BEGIN SUPPLIED PASSAGE
June 5, 2023
This week’s tip: Make your Feedback Effective by using your TimeTrack Data
Would the people you work with say that you give good feedback? This may be the hardest thing for any leader to do. It is definitely the most important thing to get right if you want to move your people forward.
Start by going to your Dashboard, expand the Five Top Descriptors chart and look at the three feedback bars. Click each bar to see who has received the most feedback:
Pick a person you think has benefited from your feedback and ask yourself these questions:
Were you direct, clear and specific with your feedback?
Were you compassionate?
Now, try the same thing with a person you don’t think has benefited from your feedback. Do you need to change how you give feedback?
Adriana Huffington authored a useful article on feedback in a New York Times guest essay.
The secret to a truly productive workplace, Huffington believes, is combining directness with compassion. This approach, which is a hallmark of her own organization, empowers people “to speak up, give feedback, disagree, and surface problemsin real time. But it has to be done with compassion, empathy, and understanding. It’s what allows us to course-correct, improve, and meet challenges while also building teams that collaborate and care for one another.” All this can exist only if the policy is explicit and people have established an atmosphere of trust. Huffington has some specific pointers:
• Give one piece of constructive feedback and let it stand on its own. “Don’t undermine your message by padding it with irrelevant positive statements,” she says.
END SUPPLIED PASSAGE
BEGIN RECORDS PROVIDED
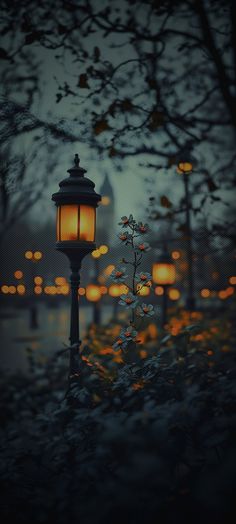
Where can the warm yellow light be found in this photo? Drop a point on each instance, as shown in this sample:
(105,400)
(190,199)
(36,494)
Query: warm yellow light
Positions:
(124,289)
(163,273)
(20,289)
(38,281)
(37,255)
(185,167)
(103,249)
(108,270)
(105,201)
(205,293)
(96,253)
(18,274)
(222,294)
(87,223)
(174,294)
(93,293)
(175,255)
(143,291)
(60,281)
(28,255)
(76,222)
(65,289)
(38,290)
(114,290)
(159,290)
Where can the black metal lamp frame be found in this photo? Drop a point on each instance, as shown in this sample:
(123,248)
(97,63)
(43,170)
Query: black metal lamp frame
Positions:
(75,189)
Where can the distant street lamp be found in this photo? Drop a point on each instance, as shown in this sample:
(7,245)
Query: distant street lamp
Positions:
(76,203)
(185,167)
(34,257)
(94,294)
(96,254)
(163,274)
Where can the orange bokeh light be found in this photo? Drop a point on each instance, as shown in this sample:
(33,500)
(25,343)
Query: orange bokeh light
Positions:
(38,281)
(18,274)
(93,293)
(28,255)
(20,289)
(103,249)
(174,294)
(175,255)
(37,255)
(205,293)
(159,290)
(38,290)
(163,273)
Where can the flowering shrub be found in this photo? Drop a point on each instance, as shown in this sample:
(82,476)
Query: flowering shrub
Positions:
(154,442)
(135,281)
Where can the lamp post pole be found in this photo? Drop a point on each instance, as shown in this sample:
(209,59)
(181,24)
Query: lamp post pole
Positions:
(164,306)
(74,319)
(76,201)
(190,301)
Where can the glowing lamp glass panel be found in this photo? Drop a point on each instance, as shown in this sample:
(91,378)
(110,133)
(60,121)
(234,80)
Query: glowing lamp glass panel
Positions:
(163,273)
(93,293)
(76,223)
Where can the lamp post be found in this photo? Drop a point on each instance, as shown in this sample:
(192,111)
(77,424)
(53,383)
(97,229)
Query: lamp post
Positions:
(185,167)
(93,294)
(33,257)
(163,274)
(76,203)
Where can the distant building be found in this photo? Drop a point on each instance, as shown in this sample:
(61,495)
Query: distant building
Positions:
(106,214)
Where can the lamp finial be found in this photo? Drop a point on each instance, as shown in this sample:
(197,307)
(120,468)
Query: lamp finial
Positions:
(77,160)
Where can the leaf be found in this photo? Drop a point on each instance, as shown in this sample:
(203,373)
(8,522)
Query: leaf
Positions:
(211,184)
(165,202)
(112,152)
(126,105)
(156,120)
(59,97)
(62,29)
(3,54)
(101,126)
(83,81)
(33,37)
(96,54)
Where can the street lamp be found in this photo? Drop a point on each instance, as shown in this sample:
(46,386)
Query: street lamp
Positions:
(76,203)
(163,274)
(34,257)
(185,167)
(94,294)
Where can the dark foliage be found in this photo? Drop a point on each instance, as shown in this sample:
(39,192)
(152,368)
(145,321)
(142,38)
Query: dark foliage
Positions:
(154,441)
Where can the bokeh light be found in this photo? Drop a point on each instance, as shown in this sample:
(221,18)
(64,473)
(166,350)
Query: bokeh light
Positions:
(18,274)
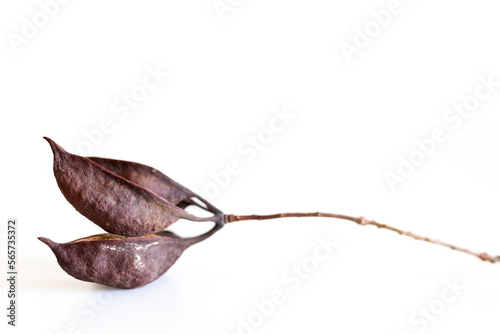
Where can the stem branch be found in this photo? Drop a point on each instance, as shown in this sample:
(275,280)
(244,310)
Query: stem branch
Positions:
(362,221)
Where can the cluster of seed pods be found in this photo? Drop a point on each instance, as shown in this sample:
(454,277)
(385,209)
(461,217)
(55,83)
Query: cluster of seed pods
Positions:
(135,203)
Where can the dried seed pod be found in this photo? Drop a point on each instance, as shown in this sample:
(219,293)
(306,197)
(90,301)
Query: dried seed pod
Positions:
(114,203)
(122,262)
(154,181)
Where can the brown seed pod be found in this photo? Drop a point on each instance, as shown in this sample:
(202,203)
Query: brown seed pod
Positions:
(122,262)
(117,204)
(131,200)
(154,181)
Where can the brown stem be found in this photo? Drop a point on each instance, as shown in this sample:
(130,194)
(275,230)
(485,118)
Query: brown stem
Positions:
(361,221)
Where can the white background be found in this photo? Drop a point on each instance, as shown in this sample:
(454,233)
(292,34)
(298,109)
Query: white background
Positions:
(226,76)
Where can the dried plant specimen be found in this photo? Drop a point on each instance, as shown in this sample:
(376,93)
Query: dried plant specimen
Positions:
(135,203)
(122,262)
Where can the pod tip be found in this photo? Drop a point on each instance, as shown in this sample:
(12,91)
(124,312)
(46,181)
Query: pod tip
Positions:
(47,241)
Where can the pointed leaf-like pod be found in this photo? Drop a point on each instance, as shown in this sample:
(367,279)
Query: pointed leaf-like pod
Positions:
(111,201)
(122,262)
(154,181)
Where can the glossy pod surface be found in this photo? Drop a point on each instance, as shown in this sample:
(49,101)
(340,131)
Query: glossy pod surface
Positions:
(122,262)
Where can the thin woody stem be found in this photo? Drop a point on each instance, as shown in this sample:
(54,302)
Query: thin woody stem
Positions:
(362,221)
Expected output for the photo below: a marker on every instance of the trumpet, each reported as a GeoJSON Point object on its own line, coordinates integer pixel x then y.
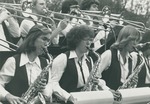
{"type": "Point", "coordinates": [11, 49]}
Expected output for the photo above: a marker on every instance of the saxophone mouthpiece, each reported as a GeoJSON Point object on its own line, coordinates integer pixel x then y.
{"type": "Point", "coordinates": [45, 50]}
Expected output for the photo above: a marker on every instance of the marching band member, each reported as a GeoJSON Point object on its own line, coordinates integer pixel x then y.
{"type": "Point", "coordinates": [9, 28]}
{"type": "Point", "coordinates": [91, 5]}
{"type": "Point", "coordinates": [70, 70]}
{"type": "Point", "coordinates": [144, 75]}
{"type": "Point", "coordinates": [21, 70]}
{"type": "Point", "coordinates": [66, 8]}
{"type": "Point", "coordinates": [117, 63]}
{"type": "Point", "coordinates": [37, 7]}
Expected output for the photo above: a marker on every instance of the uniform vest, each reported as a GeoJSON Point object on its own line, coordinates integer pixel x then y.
{"type": "Point", "coordinates": [112, 75]}
{"type": "Point", "coordinates": [19, 84]}
{"type": "Point", "coordinates": [69, 79]}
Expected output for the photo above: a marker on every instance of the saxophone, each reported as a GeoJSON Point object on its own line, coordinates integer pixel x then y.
{"type": "Point", "coordinates": [90, 85]}
{"type": "Point", "coordinates": [132, 80]}
{"type": "Point", "coordinates": [30, 95]}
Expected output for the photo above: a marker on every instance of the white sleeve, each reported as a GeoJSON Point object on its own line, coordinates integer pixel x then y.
{"type": "Point", "coordinates": [13, 27]}
{"type": "Point", "coordinates": [6, 74]}
{"type": "Point", "coordinates": [105, 62]}
{"type": "Point", "coordinates": [25, 26]}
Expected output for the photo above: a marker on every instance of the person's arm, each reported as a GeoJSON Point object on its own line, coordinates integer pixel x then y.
{"type": "Point", "coordinates": [6, 74]}
{"type": "Point", "coordinates": [105, 62]}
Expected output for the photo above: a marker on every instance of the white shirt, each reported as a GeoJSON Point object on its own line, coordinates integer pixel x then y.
{"type": "Point", "coordinates": [58, 68]}
{"type": "Point", "coordinates": [8, 70]}
{"type": "Point", "coordinates": [147, 78]}
{"type": "Point", "coordinates": [106, 58]}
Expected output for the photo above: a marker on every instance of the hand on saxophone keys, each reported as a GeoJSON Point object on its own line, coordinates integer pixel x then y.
{"type": "Point", "coordinates": [41, 84]}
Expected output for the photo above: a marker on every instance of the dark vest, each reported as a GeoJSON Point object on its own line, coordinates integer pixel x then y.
{"type": "Point", "coordinates": [69, 79]}
{"type": "Point", "coordinates": [112, 75]}
{"type": "Point", "coordinates": [19, 84]}
{"type": "Point", "coordinates": [141, 78]}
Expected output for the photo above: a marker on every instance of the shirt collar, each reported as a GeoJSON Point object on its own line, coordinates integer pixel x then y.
{"type": "Point", "coordinates": [24, 60]}
{"type": "Point", "coordinates": [74, 55]}
{"type": "Point", "coordinates": [128, 55]}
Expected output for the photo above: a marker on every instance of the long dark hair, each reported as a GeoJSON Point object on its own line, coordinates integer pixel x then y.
{"type": "Point", "coordinates": [126, 34]}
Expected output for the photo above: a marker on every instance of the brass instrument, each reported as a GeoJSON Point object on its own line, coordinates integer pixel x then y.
{"type": "Point", "coordinates": [90, 85]}
{"type": "Point", "coordinates": [30, 95]}
{"type": "Point", "coordinates": [11, 49]}
{"type": "Point", "coordinates": [132, 80]}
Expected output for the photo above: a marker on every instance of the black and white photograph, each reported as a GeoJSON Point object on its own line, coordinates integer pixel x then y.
{"type": "Point", "coordinates": [74, 51]}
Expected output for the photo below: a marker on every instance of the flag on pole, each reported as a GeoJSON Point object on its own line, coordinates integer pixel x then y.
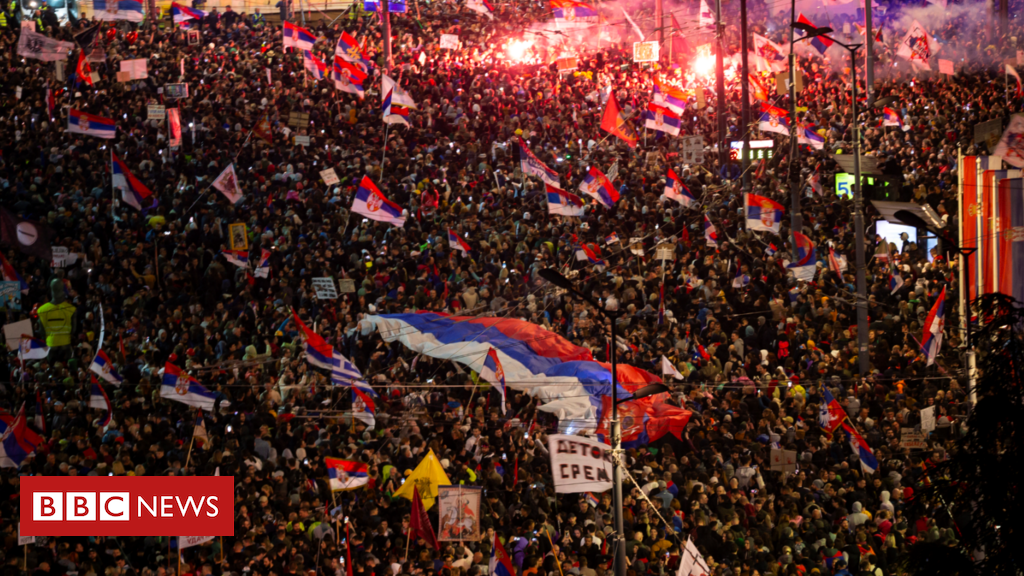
{"type": "Point", "coordinates": [615, 123]}
{"type": "Point", "coordinates": [297, 37]}
{"type": "Point", "coordinates": [676, 190]}
{"type": "Point", "coordinates": [763, 213]}
{"type": "Point", "coordinates": [493, 372]}
{"type": "Point", "coordinates": [372, 204]}
{"type": "Point", "coordinates": [561, 203]}
{"type": "Point", "coordinates": [669, 369]}
{"type": "Point", "coordinates": [597, 186]}
{"type": "Point", "coordinates": [227, 183]}
{"type": "Point", "coordinates": [457, 243]}
{"type": "Point", "coordinates": [346, 475]}
{"type": "Point", "coordinates": [102, 366]}
{"type": "Point", "coordinates": [133, 192]}
{"type": "Point", "coordinates": [931, 340]}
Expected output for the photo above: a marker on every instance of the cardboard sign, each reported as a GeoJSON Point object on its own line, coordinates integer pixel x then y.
{"type": "Point", "coordinates": [645, 51]}
{"type": "Point", "coordinates": [238, 236]}
{"type": "Point", "coordinates": [59, 256]}
{"type": "Point", "coordinates": [330, 176]}
{"type": "Point", "coordinates": [325, 288]}
{"type": "Point", "coordinates": [911, 440]}
{"type": "Point", "coordinates": [450, 41]}
{"type": "Point", "coordinates": [136, 68]}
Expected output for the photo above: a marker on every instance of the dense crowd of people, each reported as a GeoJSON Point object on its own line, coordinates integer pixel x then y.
{"type": "Point", "coordinates": [757, 350]}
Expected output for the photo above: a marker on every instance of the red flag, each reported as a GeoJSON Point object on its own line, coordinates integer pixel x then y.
{"type": "Point", "coordinates": [419, 523]}
{"type": "Point", "coordinates": [616, 124]}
END RECORDS PROVIDED
◆ EXERCISE TASK: Repeat word for word the stretch of the feedback tip from "Start by going" through "you give feedback?". The records aren't needed for this.

◆ IN RESPONSE:
Start by going to your Dashboard, expand the Five Top Descriptors chart and look at the three feedback bars. Click each bar to see who has received the most feedback:
Pick a person you think has benefited from your feedback and ask yourself these questions:
Were you direct, clear and specific with your feedback?
Were you compassionate?
Now, try the same thing with a person you don’t think has benefited from your feedback. Do you need to change how you give feedback?